10 Questions for a Full-Time NHL Scout
If you were to compile a list of the most intriguing and alluring professions (outside of being a highly paid pro athlete), what might be called "dream jobs," you might include a ski instructor at Vail, a photographer for Hugh Heffner, perhaps a road test driver for Porsche. My list would include being paid to travel around the world to watch hockey, with rinks as my office, as a scout. On conference calls I'd be asked to discuss slick-skating Slovaks and mischief-makers from Moose Jaw.
In this role I could envision myself shamelessly dropping the names of athletes and locales, annoying my fellow air travelers in their comparatively mundane business comings and goings with "Once I land in Stockholm I'll race over to national team headquarters to obtain a progress report on Jergen . . . for I understand he's tearing up the Elite League." This likely explains why I am not a hockey scout; at times I lack subtlety.
Of course, our perceptions of these professions are premised on myth and an outsider's necessarily flawed vantage. When you actually get a chance to talk to someone in them, markedly different realities are detailed for you. This was my experience recently in an entirely unplanned and altogether fortuitous exchange I had with a full-time NHL scout. From the moment I confirmed his identity I knew I wanted to pick his hockey head clean of its "a season in the life of" experiences and analyses, for his is a line of work long shrouded behind the scenes, in mystery even, by design.

--------------------------------

• Required work:
1. Write out the scout article from "In this role" to "I lack subtlety." without changing a word.
2. Condense the scout article's paragraph beginning "If you were to compile a list" into two or three sentences that keep its main facts.
3. List every job the scout article gives as an example of a dream job, including the writer's own choice.
Rely only on the article above about the NHL scout.

• Supplied information:
--------------------------------

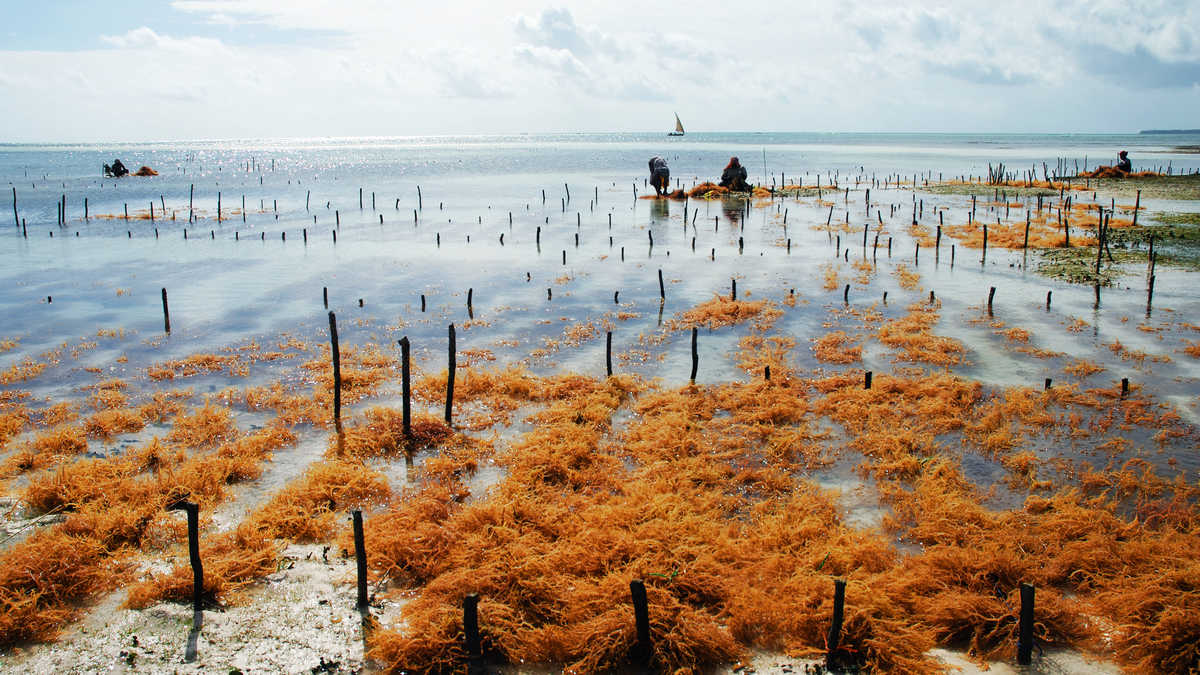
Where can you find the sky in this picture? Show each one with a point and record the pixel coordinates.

--------------------------------

• Per-task outputs:
1.
In this role I could envision myself shamelessly dropping the names of athletes and locales, annoying my fellow air travelers in their comparatively mundane business comings and goings with "Once I land in Stockholm I'll race over to national team headquarters to obtain a progress report on Jergen . . . for I understand he's tearing up the Elite League." This likely explains why I am not a hockey scout; at times I lack subtlety.

2. Dream jobs, apart from being a highly paid pro athlete, might include ski instructor at Vail, photographer for Hugh Heffner or road test driver for Porsche. The writer would add hockey scout, paid to travel the world watching hockey with rinks as an office. On conference calls, the writer would discuss slick-skating Slovaks and mischief-makers from Moose Jaw.

3.
- Ski instructor at Vail
- Photographer for Hugh Heffner
- Road test driver for Porsche
- Hockey scout